**Provided passage:**

In a tweet published yesterday, the Go pro player Ryu Si Hoon 9 dan asked what's the number of different games of Go after N moves if we discard the symmetric ones. I've found the question interesting and gave it a try, which I'll explain in this article.

I take the following assumptions:

• I consider a 19*19 board (but it's irrelevant to the logic and can be set to any size)
• I do not take into account captured stones (anyway, the time necessary to calculate the solution increases so fast that even the minimum number of move to a first catch, 7, is unmanageable with the current implementation). Same for invalid moves.
• I consider the following symmetry: vertical, horizontal, along the two diagonals, rotation by 90, 180 and 270 degrees

The symmetric of a move can be calculated as follow:

#define SIZE 19 typedef struct {int i; int j;} Move; typedef Move (*symFun_t)(Move m); #define NB_SYM 7 Move SymVert(Move m) {return (Move){ SIZE-m.i-1, m.j };} Move SymHor(Move m) {return (Move){ m.i, SIZE-m.j-1 };} Move SymDiagPos(Move m) {return (Move){ SIZE-m.j-1, SIZE-m.i-1 };} Move SymDiagNeg(Move m) {return (Move){ m.j, m.i };} Move SymRot90(Move m) {return (Move){ SIZE-m.j-1, m.i };} Move SymRot180(Move m) {return (Move){ SIZE-m.i-1, SIZE-m.j-1 };} Move SymRot270(Move m) {return (Move){ m.j, SIZE-m.i-1 };} symFun_t syms[NB_SYM] = { SymVert, SymHor, SymDiagPos, SymDiagNeg, SymRot90, SymRot180, SymRot270};

The main function consists in looping on the number of move and counting the corresponding number of game:

int main() { for (int nbMove = 0; nbMove < NB_MOVE; ++nbMove) { char board[SIZE*SIZE] = {0}; unsigned long int nbPattern = CountPattern(board, nbMove); printf("Number of patterns after %d moves: %lu\n", nbMove+1, nbPattern); } }

The counting is achieved with a recursive function. The first steps of the recursion build up the possible boards, move after move, discarding the symmetric ones. The last step of the recursion actually perform the count by enumerating the last possible move. The algorithm is as follow:

• iterate on the unoccupied and unflagged intersections of the board
• for each type of symmetry, if the board respect that symmetry, flag the symmetric of the intersection (flags are the recursion step level)

Dataset excerpt

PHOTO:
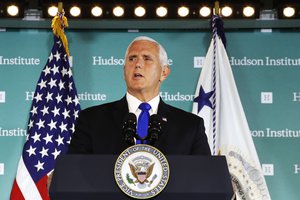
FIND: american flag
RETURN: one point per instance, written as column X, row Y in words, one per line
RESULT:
column 55, row 108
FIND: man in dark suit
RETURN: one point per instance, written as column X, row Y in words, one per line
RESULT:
column 99, row 128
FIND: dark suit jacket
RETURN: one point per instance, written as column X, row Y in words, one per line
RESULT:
column 99, row 131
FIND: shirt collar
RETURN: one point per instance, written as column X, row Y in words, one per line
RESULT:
column 133, row 104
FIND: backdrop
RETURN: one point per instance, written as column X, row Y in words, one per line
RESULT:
column 266, row 68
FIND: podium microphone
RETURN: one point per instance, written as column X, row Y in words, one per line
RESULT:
column 129, row 128
column 154, row 129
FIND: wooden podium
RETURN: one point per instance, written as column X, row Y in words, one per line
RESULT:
column 92, row 177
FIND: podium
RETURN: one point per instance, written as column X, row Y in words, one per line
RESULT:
column 91, row 177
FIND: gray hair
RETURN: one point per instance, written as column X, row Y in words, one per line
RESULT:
column 163, row 57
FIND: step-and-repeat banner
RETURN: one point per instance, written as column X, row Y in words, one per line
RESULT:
column 266, row 68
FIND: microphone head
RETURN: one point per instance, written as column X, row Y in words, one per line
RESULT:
column 129, row 128
column 154, row 128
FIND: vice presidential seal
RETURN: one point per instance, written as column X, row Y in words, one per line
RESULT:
column 141, row 171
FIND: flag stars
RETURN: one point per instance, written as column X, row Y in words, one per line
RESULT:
column 203, row 99
column 36, row 137
column 58, row 98
column 59, row 140
column 55, row 111
column 47, row 70
column 30, row 124
column 57, row 56
column 50, row 57
column 70, row 73
column 39, row 166
column 48, row 138
column 76, row 100
column 73, row 128
column 40, row 124
column 59, row 43
column 63, row 127
column 70, row 86
column 52, row 83
column 33, row 110
column 64, row 71
column 68, row 100
column 55, row 69
column 66, row 113
column 45, row 110
column 42, row 84
column 44, row 152
column 61, row 85
column 56, row 153
column 38, row 97
column 31, row 151
column 49, row 96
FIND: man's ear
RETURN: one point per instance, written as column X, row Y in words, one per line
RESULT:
column 164, row 73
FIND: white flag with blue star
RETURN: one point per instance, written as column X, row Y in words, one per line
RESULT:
column 217, row 101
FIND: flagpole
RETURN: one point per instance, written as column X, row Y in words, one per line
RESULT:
column 217, row 8
column 60, row 7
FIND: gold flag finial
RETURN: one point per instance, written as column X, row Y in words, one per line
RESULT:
column 59, row 22
column 217, row 8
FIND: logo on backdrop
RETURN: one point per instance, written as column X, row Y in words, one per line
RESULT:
column 141, row 171
column 245, row 61
column 272, row 133
column 85, row 96
column 296, row 96
column 166, row 96
column 113, row 61
column 16, row 132
column 18, row 61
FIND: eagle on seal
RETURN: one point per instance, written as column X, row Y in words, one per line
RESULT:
column 141, row 173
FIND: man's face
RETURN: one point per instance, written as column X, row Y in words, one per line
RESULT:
column 143, row 72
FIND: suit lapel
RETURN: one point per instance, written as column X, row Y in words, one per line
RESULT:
column 120, row 110
column 164, row 113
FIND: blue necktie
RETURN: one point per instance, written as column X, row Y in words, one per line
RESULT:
column 143, row 120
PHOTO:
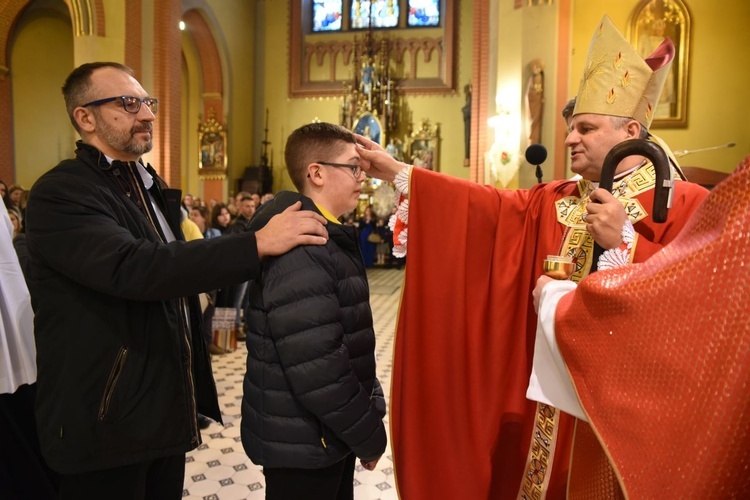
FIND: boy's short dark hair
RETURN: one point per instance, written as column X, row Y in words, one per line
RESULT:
column 313, row 142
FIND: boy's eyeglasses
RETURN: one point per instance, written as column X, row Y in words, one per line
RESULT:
column 356, row 169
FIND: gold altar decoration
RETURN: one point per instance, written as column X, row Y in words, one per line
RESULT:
column 212, row 149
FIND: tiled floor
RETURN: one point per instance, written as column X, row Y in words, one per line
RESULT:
column 219, row 468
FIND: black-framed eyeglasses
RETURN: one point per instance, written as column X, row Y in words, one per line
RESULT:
column 131, row 104
column 356, row 169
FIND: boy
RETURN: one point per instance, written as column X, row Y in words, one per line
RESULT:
column 312, row 403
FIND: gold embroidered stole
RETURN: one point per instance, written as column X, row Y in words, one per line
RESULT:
column 578, row 244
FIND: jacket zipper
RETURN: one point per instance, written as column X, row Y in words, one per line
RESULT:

**Job A:** List every symmetry function that the code in the Go article defines.
**Job B:** From the rows, output each line from the one containing "FIND: man's face" up to and including the one containing "column 219, row 468", omitting the pictures.

**Correct result A:**
SymVert
SymHor
SymDiagPos
SymDiagNeg
SymRot90
SymRot180
SymRot270

**Correct result B:**
FIND: man's face
RETURN: one point per instance, written as column X, row Y in words, one per line
RESULT:
column 143, row 72
FIND: suit lapel
RETURN: one point per instance, written as column X, row Y in words, one per line
RESULT:
column 120, row 110
column 164, row 113
FIND: blue necktie
RETURN: one point per instance, written as column X, row Y in words, one per line
RESULT:
column 143, row 120
PHOTO:
FIND: boy's short dark hair
RETURN: one point per instance, written as column X, row Y in words, one per line
RESULT:
column 313, row 142
FIND: boy's eyeglasses
RETURN: one point per instance, written as column X, row Y in words, one per line
RESULT:
column 356, row 169
FIND: gold altar decoration
RETURN: one point per instance, written as column X, row Y in words, one per line
RESULT:
column 212, row 149
FIND: tiled floor
RETURN: one point per instance, written as column X, row Y in words, one per line
RESULT:
column 219, row 468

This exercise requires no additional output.